● WHAT TO DO:
Each of the entries below is to be written out exactly, and the images skipped.

--- START ---

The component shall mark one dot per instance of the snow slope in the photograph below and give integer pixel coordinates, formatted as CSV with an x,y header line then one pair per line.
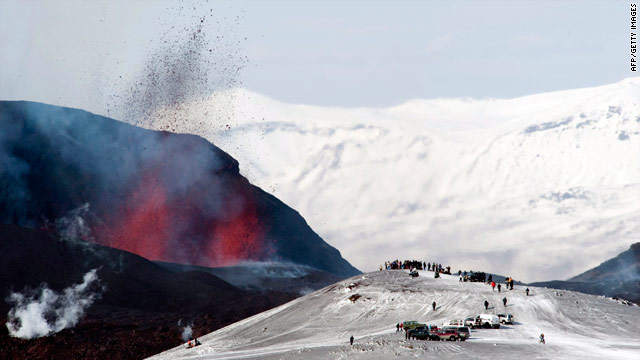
x,y
505,183
318,326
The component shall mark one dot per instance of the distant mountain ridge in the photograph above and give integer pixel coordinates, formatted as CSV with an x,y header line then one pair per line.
x,y
505,183
164,196
618,277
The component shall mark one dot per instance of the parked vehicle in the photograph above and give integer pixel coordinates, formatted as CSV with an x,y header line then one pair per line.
x,y
473,322
463,331
477,277
457,322
443,334
489,321
420,333
505,318
408,325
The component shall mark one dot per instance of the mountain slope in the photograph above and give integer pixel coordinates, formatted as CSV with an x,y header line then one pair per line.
x,y
164,196
505,183
133,298
618,277
318,326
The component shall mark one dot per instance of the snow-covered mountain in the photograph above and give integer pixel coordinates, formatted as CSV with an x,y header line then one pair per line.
x,y
368,307
539,187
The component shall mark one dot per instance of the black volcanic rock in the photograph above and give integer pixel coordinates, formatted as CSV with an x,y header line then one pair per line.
x,y
164,196
618,277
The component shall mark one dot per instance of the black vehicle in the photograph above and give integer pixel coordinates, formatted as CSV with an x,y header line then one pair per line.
x,y
477,277
421,333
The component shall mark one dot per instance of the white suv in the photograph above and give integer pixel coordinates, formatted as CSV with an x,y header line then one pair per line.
x,y
506,318
488,320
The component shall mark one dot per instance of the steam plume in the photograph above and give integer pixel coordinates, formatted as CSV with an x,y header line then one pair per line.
x,y
48,312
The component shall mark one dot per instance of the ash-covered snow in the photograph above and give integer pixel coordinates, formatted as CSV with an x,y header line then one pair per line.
x,y
318,326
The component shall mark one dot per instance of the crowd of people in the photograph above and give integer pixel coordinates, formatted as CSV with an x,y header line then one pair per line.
x,y
415,265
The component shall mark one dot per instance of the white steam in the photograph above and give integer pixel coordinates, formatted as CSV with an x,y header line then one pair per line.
x,y
73,226
48,312
187,332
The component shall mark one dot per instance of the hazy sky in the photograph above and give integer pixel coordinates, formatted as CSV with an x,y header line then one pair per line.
x,y
88,53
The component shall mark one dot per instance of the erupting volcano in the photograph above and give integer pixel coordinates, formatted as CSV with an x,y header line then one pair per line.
x,y
168,197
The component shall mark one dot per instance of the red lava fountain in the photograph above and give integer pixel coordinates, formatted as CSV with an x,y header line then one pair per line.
x,y
237,239
156,226
141,225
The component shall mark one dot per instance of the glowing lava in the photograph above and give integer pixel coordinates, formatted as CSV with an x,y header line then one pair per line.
x,y
158,226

--- END ---

● WRITTEN ANSWER:
The component shall mark one dot per instance of the snow slope in the photograph below and give integer pixel coordinates, formatted as CSV with an x,y header line then one pair per line.
x,y
505,183
318,326
The component shall mark one dot per instance of the distant mountain ridge in the photograph above and give integer pixel coordinates, formatted as CSV with an x,y header line then one pair per line.
x,y
505,183
164,196
618,277
The component shall mark one dot per instance of the parked vehicle in the photograph above and give integer pixel coordinates, formatted as CSV with an x,y header line then one pair per line.
x,y
473,322
463,331
477,277
457,322
443,334
489,321
420,333
505,318
408,325
The component shall mark one dot per instance of the mountain slope in the photograph above and give integer pixel coordinates, formatted as CSV with an x,y header line then one pair per line.
x,y
164,196
505,183
133,298
618,277
318,326
The component shall mark one dot per instance of the snow-covered mountain in the photograph above and give integer pixel coordinates, formatted as CSV with an x,y header line then one pair per line.
x,y
368,307
539,187
The component shall mark one dot per instance of the black volcanic rock in the photograph above and give integer pixel coordinates, formatted as CSV with an x,y header line then one pair per line.
x,y
164,196
618,277
The component shall mark one dot per instance of the black vehicle in the photograph above and give integer pixel coordinates, formatted as CSV with an x,y header line then one pair per line.
x,y
477,277
421,333
The component shall mark one dot per instance of the white suv in the photograph above and give integer pixel coordinates, formatted as CSV with an x,y header line then one pair per line.
x,y
506,318
488,320
The component shall mark one dot per instance of the steam plume in the photograph above and give integer pixel coordinates, formatted as CSV with an x,y header line then one pair per line.
x,y
48,312
The component shall mark one dot per instance of the ash-covered snow in the photograph above and give integer pixel coordinates, formatted as CSV with an x,y header line then one pair per line.
x,y
318,326
The component shall mark one dot per instance of the crowd of people in the photograph above and give integer pixel coordinates, formatted as CSV with an x,y header line then one pair per line.
x,y
415,265
The component shall mark one dot per instance of the white steam in the photograph above and give integer pixel coordinates, formatted as CSV with an x,y header line then one pair per line.
x,y
73,226
48,312
187,332
The component shall mark one dot per instance of the hazy sky in the photograph above and give integer pixel coordinates, formatted as CSV with an x,y header line then one pair per line.
x,y
88,53
The component shall mark one dot per instance of the erupting volcano in the photograph above and give integer pixel coordinates, formatted as CSV with an x,y header line then one pair per line.
x,y
168,197
The component shall mark one dot per instance of the red lava fountain in the photograph above and give integer pixel coordinates, formatted as CSV with an x,y header line then one pair per line.
x,y
237,239
156,226
141,225
The component shall mark one dot per instance of the glowing lava in the photograph above and give integer pixel coordinates, formatted as CSV with an x,y header line then one pair per line.
x,y
158,226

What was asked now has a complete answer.